TEXTO DADO

..............................

Gravações do Trio Fragata no bandcamp

segunda-feira, 5 de setembro de 2011

10 anos passados sobre o 11 de Setembro - textos essenciais (2)

"A bordo de um paquete que largara de Alexandria, Egipto, rumo a Nova Iorque, num camarote de primeira classe, Sayyid Qutb, um escritor e pedagogo franzino, de meia-idade, vivia uma crise de fé. ‹‹Quando estiver nos Estados Unidos, deverei limitar-me a comer e a dormir, como os outros bolsistas? Ou será que devo procurar ser especial?» eram questões que punha a si próprio. «Devo permanecer fiel às minhas crenças islâmicas e resistir às muitas tentações pecaminosas, ou devo ceder às inúmeras tentações que me rodeiam?» Estava-se em Novembro e 1948. O vulto do Novo Mundo, triunfante, rico e livre, erguia-se ameaçador no horizonte. Deixava para trás de si o Egipto desfeito em farrapos e lágrimas. O viajante nunca estivera ausente do seu país natal. A saída também não fora iniciativa sua.
Sayyid era um solteirão de ar severo, de cabelos e olhos escuros, franzino e baixo, com uma testa alta e inclinada para trás e um bigode espetado e farfalhudo, um tanto mais estreito que o seu nariz. Os olhos denunciavam uma natureza autoritária e facilmente propensa à arrogância. (...)

..............................

DADOS FORNECIDOS
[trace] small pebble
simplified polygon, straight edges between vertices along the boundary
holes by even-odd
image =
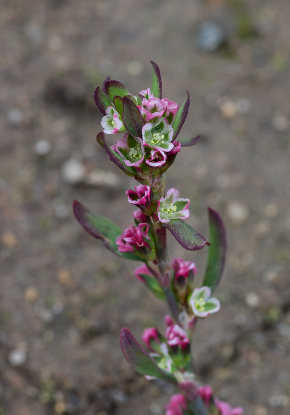
[[[90,186],[106,186],[117,187],[120,184],[119,176],[111,171],[103,170],[93,170],[89,173],[85,179],[85,183]]]
[[[86,170],[84,165],[74,159],[70,159],[65,161],[61,169],[64,180],[70,184],[78,184],[81,183],[85,177]]]
[[[214,52],[220,47],[225,39],[224,27],[215,22],[203,22],[197,29],[197,46],[203,52]]]
[[[273,407],[287,406],[289,402],[289,398],[285,395],[274,395],[270,398],[270,405]]]
[[[23,112],[17,108],[13,108],[10,110],[8,116],[11,124],[15,125],[20,124],[24,118]]]
[[[268,217],[275,217],[278,213],[278,207],[274,203],[268,203],[265,207],[265,214]]]
[[[21,366],[26,361],[27,354],[22,349],[16,349],[10,352],[8,359],[12,366]]]
[[[289,127],[289,120],[285,115],[276,115],[272,120],[272,125],[273,128],[276,131],[283,132],[288,129]]]
[[[227,213],[232,221],[236,225],[244,223],[249,217],[247,206],[239,202],[232,202],[227,207]]]
[[[38,291],[34,287],[29,287],[25,290],[24,296],[29,301],[35,301],[38,297]]]
[[[127,71],[130,75],[136,76],[140,75],[143,68],[143,66],[139,61],[132,61],[127,66]]]
[[[254,293],[249,293],[246,296],[246,303],[251,308],[258,307],[261,303],[261,298]]]
[[[34,150],[39,156],[46,156],[51,149],[50,143],[46,140],[39,140],[34,144]]]

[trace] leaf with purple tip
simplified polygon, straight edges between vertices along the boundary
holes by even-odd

..............................

EXERCÍCIOS
1/ Reescreva de forma mais breve o parágrafo do texto dado que começa por "Sayyid era um solteirão", mantendo os factos principais.
2/ Transcreva do texto dado, sem qualquer alteração, o trecho que vai de "Sayyid era um" até "à arrogância. (...)", inclusive.
As entradas não fazem falta para nenhuma das tarefas.

RESPOSTAS POR TAREFA
1/ Sayyid era um solteirão baixo e franzino, de ar severo. Tinha cabelo e olhos escuros, uma testa alta e inclinada para trás e um bigode espetado e farfalhudo, pouco mais estreito que o nariz. O olhar revelava uma natureza autoritária e propensa à arrogância.

2/
Sayyid era um solteirão de ar severo, de cabelos e olhos escuros, franzino e baixo, com uma testa alta e inclinada para trás e um bigode espetado e farfalhudo, um tanto mais estreito que o seu nariz. Os olhos denunciavam uma natureza autoritária e facilmente propensa à arrogância. (...)